QUOTED TEXT>

-----

The senior call is rarely "which is best" in the abstract — it is "which error direction and update model does this pipeline need?" Conservative alerting (never overstate a talker) → Misra-Gries. Best top-k leaderboard at line rate → Space-Saving. Streams with removals or arbitrary point queries → Count-Min.

5. Concurrency and Sharding¶

A single Misra-Gries instance is not thread-safe — the decrement-all sweep is a multi-key critical section. Two production patterns:

Shard-then-merge (preferred). Give each worker/core its own Misra-Gries instance over a partition of the stream (e.g. hash the key to a shard), then merge summaries periodically. No shared mutable state on the hot path; merges are infrequent and cheap. This is the natural fit and exploits mergeability.
Lock the whole summary. A single instance behind a mutex. Simple but serializes every update — only viable at low rates.

Shard-then-merge scales linearly and is the canonical distributed design. Note that partitioning by key keeps each key's occurrences on one shard (so per-shard counts are exact for that key), whereas partitioning by arrival (round-robin) spreads a key across shards and relies entirely on the merge guarantee — both are sound, but key-partitioning gives tighter local estimates.

Thread-safe single-instance wrapper¶

Go¶

package main

import (
    "sort"
    "sync"
)

type MisraGries struct {
    mu sync.Mutex
    k  int
    c  map[string]int
    n  int
}

func NewMisraGries(k int) *MisraGries {
    return &MisraGries{k: k, c: make(map[string]int)}
}

func (m *MisraGries) Add(x string) {
    m.mu.Lock()
    defer m.mu.Unlock()
    m.n++
    if _, ok := m.c[x]; ok {
        m.c[x]++
    } else if len(m.c) < m.k-1 {
        m.c[x] = 1
    } else {
        for key := range m.c {
            m.c[key]--
            if m.c[key] == 0 {
                delete(m.c, key)
            }
        }
    }
}

// Merge folds another summary into this one and prunes to k-1 counters.
func (m *MisraGries) Merge(o *MisraGries) {
    m.mu.Lock()
    defer m.mu.Unlock()
    m.n += o.n
    for key, cnt := range o.c {
        m.c[key] += cnt
    }
    if len(m.c) >= m.k {
        vals := make([]int, 0, len(m.c))
        for _, v := range m.c {
            vals = append(vals, v)
        }
        sort.Sort(sort.Reverse(sort.IntSlice(vals)))
        t := vals[m.k-1] // k-th largest (0-indexed k-1)
        for key := range m.c {
            m.c[key] -= t
            if m.c[key] <= 0 {
                delete(m.c, key)

-----

EXTRACTED ENTRIES>

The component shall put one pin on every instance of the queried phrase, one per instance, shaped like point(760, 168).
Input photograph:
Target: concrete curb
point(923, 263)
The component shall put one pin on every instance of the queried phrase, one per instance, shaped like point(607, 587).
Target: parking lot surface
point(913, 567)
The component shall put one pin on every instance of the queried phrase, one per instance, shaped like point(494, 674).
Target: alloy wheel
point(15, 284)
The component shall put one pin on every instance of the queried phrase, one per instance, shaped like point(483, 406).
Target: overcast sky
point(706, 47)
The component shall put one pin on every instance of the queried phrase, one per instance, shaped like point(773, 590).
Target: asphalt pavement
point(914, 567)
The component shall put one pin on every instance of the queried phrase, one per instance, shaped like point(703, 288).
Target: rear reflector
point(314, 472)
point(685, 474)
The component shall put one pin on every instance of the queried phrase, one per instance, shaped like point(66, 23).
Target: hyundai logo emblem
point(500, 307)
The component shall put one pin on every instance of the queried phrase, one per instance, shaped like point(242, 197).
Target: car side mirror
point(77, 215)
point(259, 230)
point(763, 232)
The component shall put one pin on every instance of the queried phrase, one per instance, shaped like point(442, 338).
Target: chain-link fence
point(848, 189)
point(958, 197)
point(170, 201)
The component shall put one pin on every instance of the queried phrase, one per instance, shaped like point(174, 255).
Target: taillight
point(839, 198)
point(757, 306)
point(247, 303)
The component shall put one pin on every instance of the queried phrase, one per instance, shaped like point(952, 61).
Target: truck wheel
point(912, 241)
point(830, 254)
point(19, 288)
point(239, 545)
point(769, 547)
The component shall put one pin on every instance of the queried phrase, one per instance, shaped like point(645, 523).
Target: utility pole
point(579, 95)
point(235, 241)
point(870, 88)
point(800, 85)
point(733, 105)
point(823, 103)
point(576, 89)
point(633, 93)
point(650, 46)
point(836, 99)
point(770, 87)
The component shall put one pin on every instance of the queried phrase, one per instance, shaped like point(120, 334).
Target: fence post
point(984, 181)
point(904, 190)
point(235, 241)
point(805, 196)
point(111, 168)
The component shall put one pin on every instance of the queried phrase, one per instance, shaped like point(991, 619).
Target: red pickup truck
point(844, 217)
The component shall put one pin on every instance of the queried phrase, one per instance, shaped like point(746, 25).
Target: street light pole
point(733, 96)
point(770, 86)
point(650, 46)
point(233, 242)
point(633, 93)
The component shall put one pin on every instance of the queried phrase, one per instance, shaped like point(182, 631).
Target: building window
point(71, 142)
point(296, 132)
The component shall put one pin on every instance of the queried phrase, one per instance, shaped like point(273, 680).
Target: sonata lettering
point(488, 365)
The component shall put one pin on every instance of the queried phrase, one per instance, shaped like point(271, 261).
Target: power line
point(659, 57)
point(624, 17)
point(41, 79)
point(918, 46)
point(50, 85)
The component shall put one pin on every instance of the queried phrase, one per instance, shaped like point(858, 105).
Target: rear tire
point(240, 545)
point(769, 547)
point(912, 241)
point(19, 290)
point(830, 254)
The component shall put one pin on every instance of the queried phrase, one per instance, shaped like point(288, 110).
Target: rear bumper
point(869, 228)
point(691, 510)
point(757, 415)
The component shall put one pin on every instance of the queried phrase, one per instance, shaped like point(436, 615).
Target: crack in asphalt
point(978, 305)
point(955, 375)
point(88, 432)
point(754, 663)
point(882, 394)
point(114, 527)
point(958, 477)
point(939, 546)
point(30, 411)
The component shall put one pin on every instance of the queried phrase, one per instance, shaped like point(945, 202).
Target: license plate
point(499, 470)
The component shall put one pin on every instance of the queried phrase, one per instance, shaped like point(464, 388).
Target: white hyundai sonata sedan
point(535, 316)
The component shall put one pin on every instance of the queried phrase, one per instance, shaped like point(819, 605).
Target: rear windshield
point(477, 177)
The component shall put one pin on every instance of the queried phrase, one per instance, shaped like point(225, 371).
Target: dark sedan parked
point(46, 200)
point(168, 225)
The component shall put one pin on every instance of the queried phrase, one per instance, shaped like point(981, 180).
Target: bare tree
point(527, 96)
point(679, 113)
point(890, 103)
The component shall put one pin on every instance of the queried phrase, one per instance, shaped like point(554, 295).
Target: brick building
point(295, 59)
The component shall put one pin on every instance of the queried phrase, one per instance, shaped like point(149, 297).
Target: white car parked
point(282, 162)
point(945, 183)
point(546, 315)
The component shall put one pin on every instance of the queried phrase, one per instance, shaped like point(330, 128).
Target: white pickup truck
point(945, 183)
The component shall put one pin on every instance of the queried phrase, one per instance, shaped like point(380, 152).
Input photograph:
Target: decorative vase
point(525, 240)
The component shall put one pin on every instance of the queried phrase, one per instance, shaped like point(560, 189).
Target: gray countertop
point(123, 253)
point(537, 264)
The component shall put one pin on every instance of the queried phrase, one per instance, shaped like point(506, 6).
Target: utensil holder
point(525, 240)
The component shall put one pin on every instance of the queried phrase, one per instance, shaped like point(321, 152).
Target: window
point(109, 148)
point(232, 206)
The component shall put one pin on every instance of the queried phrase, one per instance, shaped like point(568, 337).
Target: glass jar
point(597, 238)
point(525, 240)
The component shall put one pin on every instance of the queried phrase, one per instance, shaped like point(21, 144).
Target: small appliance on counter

-----

INSTRUCTIONS>
1. Using the text on concurrency and sharding, decide whether each statement agrees with it: (a) A single Misra-Gries instance is thread-safe. (b) Locking the whole summary only works at low rates. (c) Round-robin partitioning gives tighter local estimates than key-partitioning. Answer yes or no for each and quote the text's deciding words.
2. Write out the concurrency and sharding text again, starting with "Shard-then-merge (preferred). Give" and going on through "at low rates.", but swap "hot path" for "fast path".

FINAL ANSWERS>
1.
(a) No: "A single Misra-Gries instance is not thread-safe"
(b) Yes: "only viable at low rates"
(c) No: "key-partitioning gives tighter local estimates"

2.
Shard-then-merge (preferred). Give each worker/core its own Misra-Gries instance over a partition of the stream (e.g. hash the key to a shard), then merge summaries periodically. No shared mutable state on the fast path; merges are infrequent and cheap. This is the natural fit and exploits mergeability.
Lock the whole summary. A single instance behind a mutex. Simple but serializes every update — only viable at low rates.